* **Kutipan Teks**
Peristiwa inilah yang mengagumkan bagi Diat. Tiga alam yang berlainan sedang menembus ruang dan waktu bisa dipertemukan di peristiwa penguburan, hal yang luar biasa sekali. Diat baru menemukan kalau karya Talkhin ini ternyata dibuat oleh seorang Sufi. Dan sebelum ada agama cara semacam ini dikerjakan oleh seorang Shaman. Biasanya digunakan untuk pengobatan orang sakit.Caranya Shaman mengobati orang sakit dengan melakukan ritual puasa 40 hari – 40 malam, sampai dirinya jadi sekarat bahkan hampir mati. Inilah cara mereka mendekat pada Tuhan. Darisinilah akhirnya menjadi trans dan kata-kata yang keluar dari mulut si Shaman dianggap kebenaran. Kata-kata inilah asal-usul Talkhin. Mencari sendiri dalam pencarian Tuhan hingga trans lalu apa yang diucapkan Shaman dianggap ‘wahyu’.

* **Data**

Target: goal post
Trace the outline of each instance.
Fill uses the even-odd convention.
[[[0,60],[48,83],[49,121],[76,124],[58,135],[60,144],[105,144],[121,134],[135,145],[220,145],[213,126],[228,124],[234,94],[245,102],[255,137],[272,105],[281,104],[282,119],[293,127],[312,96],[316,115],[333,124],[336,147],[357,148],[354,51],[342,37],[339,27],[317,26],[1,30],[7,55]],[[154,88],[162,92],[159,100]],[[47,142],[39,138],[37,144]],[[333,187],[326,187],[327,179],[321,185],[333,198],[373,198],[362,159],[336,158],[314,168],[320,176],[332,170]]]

* **Petunjuk 1**
Tuliskan kembali tanpa perubahan bagian kutipan teks tentang Talkhin yang dimulai dengan kata-kata "Peristiwa inilah yang" dan diakhiri dengan "Shaman dianggap ‘wahyu’.".
* **Petunjuk 2**
Tentukan apakah setiap pernyataan berikut sesuai dengan kutipan teks. Jawab ya atau tidak, lalu kutip kata-kata penentunya persis dari teks.
(a) Diat mendapati bahwa karya Talkhin dibuat oleh seorang Sufi.
(b) Shaman menjalani ritual puasa selama 30 hari.
(c) Kata-kata yang keluar dari mulut Shaman dianggap kebenaran.
Jadikan kutipan teks sebagai satu-satunya sumber.

* **Jawaban Latihan 1**
Peristiwa inilah yang mengagumkan bagi Diat. Tiga alam yang berlainan sedang menembus ruang dan waktu bisa dipertemukan di peristiwa penguburan, hal yang luar biasa sekali. Diat baru menemukan kalau karya Talkhin ini ternyata dibuat oleh seorang Sufi. Dan sebelum ada agama cara semacam ini dikerjakan oleh seorang Shaman. Biasanya digunakan untuk pengobatan orang sakit.Caranya Shaman mengobati orang sakit dengan melakukan ritual puasa 40 hari – 40 malam, sampai dirinya jadi sekarat bahkan hampir mati. Inilah cara mereka mendekat pada Tuhan. Darisinilah akhirnya menjadi trans dan kata-kata yang keluar dari mulut si Shaman dianggap kebenaran. Kata-kata inilah asal-usul Talkhin. Mencari sendiri dalam pencarian Tuhan hingga trans lalu apa yang diucapkan Shaman dianggap ‘wahyu’.

* **Jawaban Latihan 2**
(a) Ya: "Diat baru menemukan kalau karya Talkhin ini ternyata dibuat oleh seorang Sufi."
(b) Tidak: "melakukan ritual puasa 40 hari – 40 malam"
(c) Ya: "kata-kata yang keluar dari mulut si Shaman dianggap kebenaran"